SUPPLIED DATA.
** Begin **
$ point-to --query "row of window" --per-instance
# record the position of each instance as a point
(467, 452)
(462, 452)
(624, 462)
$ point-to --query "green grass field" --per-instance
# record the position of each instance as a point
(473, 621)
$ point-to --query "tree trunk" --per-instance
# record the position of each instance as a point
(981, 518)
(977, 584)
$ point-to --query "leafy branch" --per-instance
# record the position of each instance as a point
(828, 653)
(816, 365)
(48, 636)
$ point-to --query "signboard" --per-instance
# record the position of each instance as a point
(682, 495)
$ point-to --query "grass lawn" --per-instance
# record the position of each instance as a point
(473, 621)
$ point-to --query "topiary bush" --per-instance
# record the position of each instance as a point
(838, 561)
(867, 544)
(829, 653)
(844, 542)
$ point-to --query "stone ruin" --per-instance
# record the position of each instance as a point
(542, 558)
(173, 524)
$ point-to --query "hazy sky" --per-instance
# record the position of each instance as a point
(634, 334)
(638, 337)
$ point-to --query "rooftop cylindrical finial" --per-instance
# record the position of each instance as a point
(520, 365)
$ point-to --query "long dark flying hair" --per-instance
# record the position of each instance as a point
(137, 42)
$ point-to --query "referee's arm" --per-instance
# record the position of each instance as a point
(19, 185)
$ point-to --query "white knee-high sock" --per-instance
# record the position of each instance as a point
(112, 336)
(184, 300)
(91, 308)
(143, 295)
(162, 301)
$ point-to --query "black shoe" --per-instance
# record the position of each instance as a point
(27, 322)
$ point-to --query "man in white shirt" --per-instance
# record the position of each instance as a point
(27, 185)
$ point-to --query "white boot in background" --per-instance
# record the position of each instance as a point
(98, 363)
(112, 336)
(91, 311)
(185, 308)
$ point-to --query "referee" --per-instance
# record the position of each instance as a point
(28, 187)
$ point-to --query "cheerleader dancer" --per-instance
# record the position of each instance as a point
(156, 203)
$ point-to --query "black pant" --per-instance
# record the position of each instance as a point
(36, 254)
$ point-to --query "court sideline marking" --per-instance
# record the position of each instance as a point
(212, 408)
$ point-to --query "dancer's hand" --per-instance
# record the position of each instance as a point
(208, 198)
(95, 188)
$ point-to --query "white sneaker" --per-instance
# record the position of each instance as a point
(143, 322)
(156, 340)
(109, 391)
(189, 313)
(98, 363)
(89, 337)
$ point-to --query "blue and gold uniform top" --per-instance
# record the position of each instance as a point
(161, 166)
** End **
TASK DETAILS. Locate the line that contains "and gold uniform". Repeat it and every line after it, up to and including the final line, exactly.

TASK SOLUTION.
$ point-to --query "blue and gold uniform top" --per-instance
# record the position of each instance as a point
(161, 166)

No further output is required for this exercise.